2019/03/07

São eles contra o mundo ou o mundo contra eles?

Actualmente, na ONU, estão representados 193 estados soberanos, 193 países, 193 governos. Há poucos dias, num artigo d'O Lado Oculto, ficámos a saber que os EUA têm 800 bases militares espalhadas por cerca de 80 países. Agora, noutro artigo da mesma newsletter, Stephanie Savell, da Universidade de Brown, compilou 80 países onde os EUA estão actualmente a "intervir" a coberto daquilo a que eles próprios chamam "guerra global ao terrorismo". As "intervenções" são dos mais variados tipos, desde invasões como a do Afeganistão, da Síria ou do Iraque, passando por destacamentos militares ou missões conjuntas, como na Líbia ou no Iémen, bombardeamentos ou ataques com drones, como no Paquistão, na Tunísia, na Somália, no Mali ou no Quénia, até ao mais genérico guarda chuva das missões de "treino e assistência" a decorrerem em 65 países e onde os "treinadores" e "assistentes" são bastas vezes condecorados com medalhas por "Extrema Bravura em Combate", normalmente atribuídas a quem arrisca a vida em combates fora das casernas e dos campos de treino.

Pergunto-me. A fazerem a guerra, fora de portas, em 80 países, são eles contra o mundo ou é o mundo que não gosta deles?

Guerra dos EUA "Contra o Terrorismo" Trava-se em 80 Países
(Stephanie Savell, TomDispatch/O Lado Oculto, 2019/03/03)

Em Setembro de 2001, a administração de George W. Bush lançou a “Guerra global contra o terrorismo”. Embora o termo “global” há muito tenha desaparecido da designação, eles não estavam a brincar.
■ ■ ■ ■
▸ **Tarefa A**
Reescreva o excerto desde "Pergunto-me. A fazerem" até "Lado Oculto, 2019/03/03)", inclusive, trocando "mundo" por "planeta".
▸ **Tarefa B**
Indique, com base no excerto, quantas bases militares os EUA têm espalhadas por cerca de 80 países.
Não é preciso consultar as linhas de dados.

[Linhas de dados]
■ ■ ■ ■
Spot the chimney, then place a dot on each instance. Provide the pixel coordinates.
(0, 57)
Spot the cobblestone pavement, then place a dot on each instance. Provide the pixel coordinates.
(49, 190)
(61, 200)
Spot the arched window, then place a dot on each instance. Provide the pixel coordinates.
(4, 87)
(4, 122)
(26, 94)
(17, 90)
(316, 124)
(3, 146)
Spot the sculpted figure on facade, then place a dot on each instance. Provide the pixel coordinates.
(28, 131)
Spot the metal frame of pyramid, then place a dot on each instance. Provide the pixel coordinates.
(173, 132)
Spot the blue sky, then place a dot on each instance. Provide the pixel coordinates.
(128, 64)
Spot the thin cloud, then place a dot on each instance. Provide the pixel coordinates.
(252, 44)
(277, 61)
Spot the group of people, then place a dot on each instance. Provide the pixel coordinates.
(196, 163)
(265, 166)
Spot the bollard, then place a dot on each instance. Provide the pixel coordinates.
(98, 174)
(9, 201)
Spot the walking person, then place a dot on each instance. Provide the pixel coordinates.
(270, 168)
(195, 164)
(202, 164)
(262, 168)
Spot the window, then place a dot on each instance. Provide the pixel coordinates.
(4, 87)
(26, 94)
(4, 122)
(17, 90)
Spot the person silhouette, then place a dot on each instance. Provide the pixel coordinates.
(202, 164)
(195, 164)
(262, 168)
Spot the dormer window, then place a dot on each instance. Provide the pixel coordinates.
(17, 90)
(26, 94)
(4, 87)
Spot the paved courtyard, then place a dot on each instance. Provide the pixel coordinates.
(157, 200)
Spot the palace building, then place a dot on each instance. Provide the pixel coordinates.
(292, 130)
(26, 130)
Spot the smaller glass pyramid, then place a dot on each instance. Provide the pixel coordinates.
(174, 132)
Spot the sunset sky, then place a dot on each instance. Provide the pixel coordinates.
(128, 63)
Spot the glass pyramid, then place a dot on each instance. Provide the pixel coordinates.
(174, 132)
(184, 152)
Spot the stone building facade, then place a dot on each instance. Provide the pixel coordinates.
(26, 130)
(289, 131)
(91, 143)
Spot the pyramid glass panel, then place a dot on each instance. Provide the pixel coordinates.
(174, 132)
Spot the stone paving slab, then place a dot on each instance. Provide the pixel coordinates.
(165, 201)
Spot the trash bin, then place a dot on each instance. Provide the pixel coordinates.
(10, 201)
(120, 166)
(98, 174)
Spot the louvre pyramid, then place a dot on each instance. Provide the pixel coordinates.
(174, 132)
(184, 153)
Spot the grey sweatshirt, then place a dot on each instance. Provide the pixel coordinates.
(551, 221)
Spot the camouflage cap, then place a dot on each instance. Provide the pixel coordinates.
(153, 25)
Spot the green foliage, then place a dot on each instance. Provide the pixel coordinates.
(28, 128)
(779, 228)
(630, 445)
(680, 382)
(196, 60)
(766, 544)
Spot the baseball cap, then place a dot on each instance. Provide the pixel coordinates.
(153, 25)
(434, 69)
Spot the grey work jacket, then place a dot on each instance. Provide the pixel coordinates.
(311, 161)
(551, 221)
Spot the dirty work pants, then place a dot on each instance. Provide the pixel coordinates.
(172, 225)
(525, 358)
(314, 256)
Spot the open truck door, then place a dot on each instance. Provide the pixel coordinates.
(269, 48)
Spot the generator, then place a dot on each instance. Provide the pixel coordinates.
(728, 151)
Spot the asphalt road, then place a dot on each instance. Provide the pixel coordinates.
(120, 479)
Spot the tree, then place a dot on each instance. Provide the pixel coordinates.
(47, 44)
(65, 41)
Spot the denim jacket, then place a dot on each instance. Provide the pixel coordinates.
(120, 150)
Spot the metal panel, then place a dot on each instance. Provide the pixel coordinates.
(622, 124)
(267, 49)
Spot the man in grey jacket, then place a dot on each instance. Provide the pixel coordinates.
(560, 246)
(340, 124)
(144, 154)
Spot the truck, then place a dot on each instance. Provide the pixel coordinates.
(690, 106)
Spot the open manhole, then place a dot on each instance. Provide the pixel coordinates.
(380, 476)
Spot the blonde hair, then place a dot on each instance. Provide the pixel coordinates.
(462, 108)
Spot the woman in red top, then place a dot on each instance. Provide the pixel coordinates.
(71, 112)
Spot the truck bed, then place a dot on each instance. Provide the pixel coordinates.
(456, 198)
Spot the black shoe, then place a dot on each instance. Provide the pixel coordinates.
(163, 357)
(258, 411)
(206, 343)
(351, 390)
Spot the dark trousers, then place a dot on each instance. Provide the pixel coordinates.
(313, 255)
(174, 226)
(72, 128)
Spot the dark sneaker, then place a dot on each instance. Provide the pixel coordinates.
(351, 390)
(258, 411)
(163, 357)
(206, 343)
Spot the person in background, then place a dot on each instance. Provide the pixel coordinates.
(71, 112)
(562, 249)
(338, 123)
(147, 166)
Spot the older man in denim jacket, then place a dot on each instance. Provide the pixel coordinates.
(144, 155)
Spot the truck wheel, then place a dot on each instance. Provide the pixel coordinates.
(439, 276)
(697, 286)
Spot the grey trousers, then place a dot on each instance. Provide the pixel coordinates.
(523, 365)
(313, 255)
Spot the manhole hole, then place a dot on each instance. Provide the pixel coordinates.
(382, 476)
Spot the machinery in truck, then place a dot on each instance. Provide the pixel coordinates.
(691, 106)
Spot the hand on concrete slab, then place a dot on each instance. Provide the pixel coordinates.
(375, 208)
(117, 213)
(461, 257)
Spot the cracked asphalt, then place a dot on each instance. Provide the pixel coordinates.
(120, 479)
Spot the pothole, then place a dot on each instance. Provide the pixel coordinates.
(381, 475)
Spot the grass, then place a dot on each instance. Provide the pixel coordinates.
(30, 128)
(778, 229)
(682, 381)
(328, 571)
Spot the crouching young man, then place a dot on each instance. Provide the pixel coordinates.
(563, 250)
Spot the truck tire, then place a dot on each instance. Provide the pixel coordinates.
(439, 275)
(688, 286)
■ ■ ■ ■
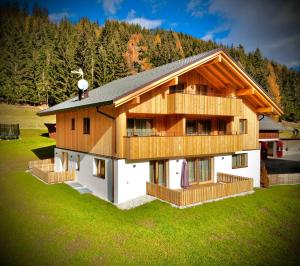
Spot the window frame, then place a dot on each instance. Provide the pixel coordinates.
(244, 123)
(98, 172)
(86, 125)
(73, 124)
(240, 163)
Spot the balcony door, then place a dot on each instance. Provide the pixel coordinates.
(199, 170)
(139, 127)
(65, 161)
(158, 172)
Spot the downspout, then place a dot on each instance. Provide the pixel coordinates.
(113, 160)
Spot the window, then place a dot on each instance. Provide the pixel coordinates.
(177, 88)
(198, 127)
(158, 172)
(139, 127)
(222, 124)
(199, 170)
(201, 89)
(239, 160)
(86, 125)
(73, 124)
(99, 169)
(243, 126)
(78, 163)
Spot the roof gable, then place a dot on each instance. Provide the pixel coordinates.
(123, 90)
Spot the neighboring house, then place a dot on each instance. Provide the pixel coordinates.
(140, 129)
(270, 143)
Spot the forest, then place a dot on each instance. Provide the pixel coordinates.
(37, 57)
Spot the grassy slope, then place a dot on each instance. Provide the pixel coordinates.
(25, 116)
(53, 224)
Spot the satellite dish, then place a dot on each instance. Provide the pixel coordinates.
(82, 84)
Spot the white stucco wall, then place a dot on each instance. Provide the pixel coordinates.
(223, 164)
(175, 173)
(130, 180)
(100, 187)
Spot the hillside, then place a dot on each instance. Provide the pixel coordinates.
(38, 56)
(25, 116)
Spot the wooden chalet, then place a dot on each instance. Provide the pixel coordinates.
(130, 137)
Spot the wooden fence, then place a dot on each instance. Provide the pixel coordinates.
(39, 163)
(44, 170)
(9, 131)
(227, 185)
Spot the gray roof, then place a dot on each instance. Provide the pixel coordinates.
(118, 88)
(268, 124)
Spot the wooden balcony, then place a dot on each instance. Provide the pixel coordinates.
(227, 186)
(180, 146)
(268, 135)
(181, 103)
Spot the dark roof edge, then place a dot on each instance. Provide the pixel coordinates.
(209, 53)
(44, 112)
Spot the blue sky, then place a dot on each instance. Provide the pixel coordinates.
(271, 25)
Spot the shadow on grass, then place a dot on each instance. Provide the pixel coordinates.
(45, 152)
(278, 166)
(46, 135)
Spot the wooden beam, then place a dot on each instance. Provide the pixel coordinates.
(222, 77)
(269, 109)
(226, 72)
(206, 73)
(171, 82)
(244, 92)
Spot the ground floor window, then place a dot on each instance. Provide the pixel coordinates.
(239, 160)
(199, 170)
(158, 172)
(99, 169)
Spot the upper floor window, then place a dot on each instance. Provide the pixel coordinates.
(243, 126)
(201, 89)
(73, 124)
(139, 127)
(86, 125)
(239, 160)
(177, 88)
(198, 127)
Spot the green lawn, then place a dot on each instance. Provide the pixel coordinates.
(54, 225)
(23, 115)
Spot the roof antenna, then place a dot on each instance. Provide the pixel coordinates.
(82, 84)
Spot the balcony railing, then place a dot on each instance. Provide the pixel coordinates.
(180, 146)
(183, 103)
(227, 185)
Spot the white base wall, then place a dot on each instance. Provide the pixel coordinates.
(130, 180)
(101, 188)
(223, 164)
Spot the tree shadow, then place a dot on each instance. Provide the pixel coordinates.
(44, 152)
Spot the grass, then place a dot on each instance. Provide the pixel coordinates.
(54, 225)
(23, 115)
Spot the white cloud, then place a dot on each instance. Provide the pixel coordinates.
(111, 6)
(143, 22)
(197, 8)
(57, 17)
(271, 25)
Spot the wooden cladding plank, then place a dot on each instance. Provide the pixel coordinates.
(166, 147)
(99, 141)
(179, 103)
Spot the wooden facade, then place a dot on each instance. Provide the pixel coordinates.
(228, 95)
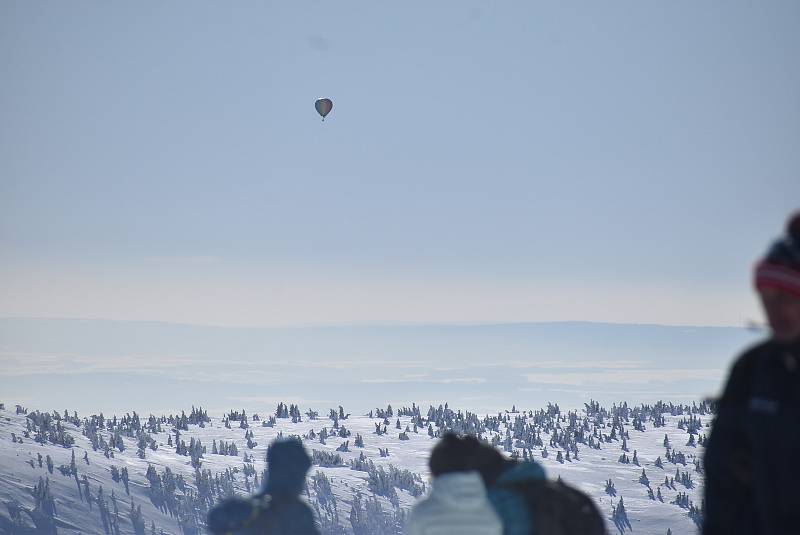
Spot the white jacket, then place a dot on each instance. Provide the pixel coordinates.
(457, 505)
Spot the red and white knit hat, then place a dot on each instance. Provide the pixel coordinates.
■ ■ ■ ■
▸ **Resposta final A**
Pergunto-me. A fazerem a guerra, fora de portas, em 80 países, são eles contra o planeta ou é o planeta que não gosta deles?

Guerra dos EUA "Contra o Terrorismo" Trava-se em 80 Países
(Stephanie Savell, TomDispatch/O Lado Oculto, 2019/03/03)

▸ **Resposta final B**
Os EUA têm 800 bases militares.